A GALOPE NA TRADIÇÃO

Imparável o ritmo de lançamento de novos compactos de música folk europeia no nosso país. Entre novidades e reedições de obras antigas. Na medida do possível (faltam páginas…), tentaremos escrever sobre todos. Mas para que os fanáticos (como é o caso deste vosso amigo…) e os impacientes (idem, idem…) vão deitando contas à vida, aqui vai a listagem, com as respectivas classificações, do que foi ouvido, já se encontra disponível no mercado (em quantidades suficientes ou não, essa é outra questão…) e vale a pena destacar. Do (6), para os que gostam de ter tudo, aos (8), (9) e (10), de aquisição imprescindível.



Assim, a começar pelas reedições, e por ordem alfabética: Blowzabella, “A Richer Dust” (Plat Life), a obra fundamental do grupo liderado pelo mago da sanfona, Nigel Eaton (10); Fuxan Os Ventos, “Noutrora” (Fonograma), espanhóis de costela galega, um pouco irregulares, que deram nas vistas nos anos 70 (7); John Kirkpatrick, “Plain Capers” (Topic), para os aficionados de “morris dancing” (7); Maddy Prior & Tim Hart, “Folk Songs of Olde England”, vol. 1&2, (Mooncrest) da era anterior aos Steeleye Span (5) e (6); Milladoiro, “Solfafria” e “Galicia no Pais das Maravillas”, da fase Columbia, mais internacionalista. No primeiro colaboram um grupo de pandeiretas e coros femininos (9) e (8); Peter Bellamy, “The Transports” (Topic), a ópera folk pelo malogrado cantor, na companhia de uma galáxia de estrelas – June Tabor, Martin Carthy, Nic Jones, Cyril Tawney, Dave Swarbrick, Watersons, entre outras (8); Richard Thompson, “Strict Tempo” (Hannibal), álbum de instrumentais, de Ellington às “Barn Dances”, para nós de longe o eu melhor (9); Shirley Collins, “No Roses” (Mooncrest), aventura folk rock de sabor “morris” por uma das grandes vozes femininas inglesas, com Ashley Hutchings e os supermúsicos da Albion Country Band (7).

-*-*-

**TAREFA PROPOSTA 1:** Seleciona e copia todas as linhas que contêm a palavra "stucco", respeitando maiúsculas e minúsculas.

**LINHAS FORNECIDAS:**
-*-*-

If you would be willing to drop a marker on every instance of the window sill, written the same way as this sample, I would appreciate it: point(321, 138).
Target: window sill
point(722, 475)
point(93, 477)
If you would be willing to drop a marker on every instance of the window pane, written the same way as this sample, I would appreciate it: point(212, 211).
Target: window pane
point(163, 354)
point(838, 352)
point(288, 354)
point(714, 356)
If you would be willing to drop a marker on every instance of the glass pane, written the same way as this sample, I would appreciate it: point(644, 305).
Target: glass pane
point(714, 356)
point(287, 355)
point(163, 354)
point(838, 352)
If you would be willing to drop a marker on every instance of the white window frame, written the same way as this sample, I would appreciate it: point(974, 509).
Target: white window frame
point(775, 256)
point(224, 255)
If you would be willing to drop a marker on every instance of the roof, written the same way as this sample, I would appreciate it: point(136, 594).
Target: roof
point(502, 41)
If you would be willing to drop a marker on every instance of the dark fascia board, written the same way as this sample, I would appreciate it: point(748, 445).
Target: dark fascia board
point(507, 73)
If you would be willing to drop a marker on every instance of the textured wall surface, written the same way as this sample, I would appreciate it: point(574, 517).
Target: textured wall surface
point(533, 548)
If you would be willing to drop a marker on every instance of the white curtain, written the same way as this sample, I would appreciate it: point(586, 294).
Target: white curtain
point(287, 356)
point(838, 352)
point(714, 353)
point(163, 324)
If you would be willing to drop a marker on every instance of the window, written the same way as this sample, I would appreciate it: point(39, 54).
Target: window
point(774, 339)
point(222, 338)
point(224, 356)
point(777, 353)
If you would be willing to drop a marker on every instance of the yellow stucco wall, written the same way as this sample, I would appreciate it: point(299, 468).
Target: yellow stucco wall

-*-*-

**TAREFA PROPOSTA 2:**
Responde com base no texto de origem:
(a) Que classificações indicam uma aquisição imprescindível?
(b) Quem lidera o grupo Blowzabella?
(c) Que classificação recebe "Strict Tempo", de Richard Thompson?

**RESULTADO DA TAREFA 1:**
If you would be willing to drop a marker on every instance of the yellow stucco wall, written the same way as this sample, I would appreciate it: point(299, 468).
Target: yellow stucco wall

**RESULTADO DA TAREFA 2:**
(a) As classificações (8), (9) e (10).
(b) Nigel Eaton, descrito como o mago da sanfona.
(c) Recebe (9).